> TO DO:
From the line that contains "Which part of the image above contains the black" to the final line of the entries below, write out every line exactly as it appears, and nothing else.

** GIVEN RECORDS follows **

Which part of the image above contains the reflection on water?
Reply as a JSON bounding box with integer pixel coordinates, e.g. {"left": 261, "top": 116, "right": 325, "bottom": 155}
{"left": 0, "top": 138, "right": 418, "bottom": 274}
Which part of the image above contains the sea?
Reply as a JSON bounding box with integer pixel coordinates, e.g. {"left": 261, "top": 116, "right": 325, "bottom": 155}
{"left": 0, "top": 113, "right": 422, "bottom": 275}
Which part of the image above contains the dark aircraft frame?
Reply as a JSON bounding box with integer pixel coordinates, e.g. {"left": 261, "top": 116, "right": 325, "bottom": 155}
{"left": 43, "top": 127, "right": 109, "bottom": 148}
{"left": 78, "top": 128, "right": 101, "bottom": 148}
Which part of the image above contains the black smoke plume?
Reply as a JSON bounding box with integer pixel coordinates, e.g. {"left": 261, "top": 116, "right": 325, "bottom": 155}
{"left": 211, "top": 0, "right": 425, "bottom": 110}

** End of GIVEN RECORDS **

> REPLY TO THE TASK:
Which part of the image above contains the black smoke plume?
Reply as a JSON bounding box with integer pixel coordinates, e.g. {"left": 261, "top": 116, "right": 325, "bottom": 155}
{"left": 211, "top": 0, "right": 425, "bottom": 110}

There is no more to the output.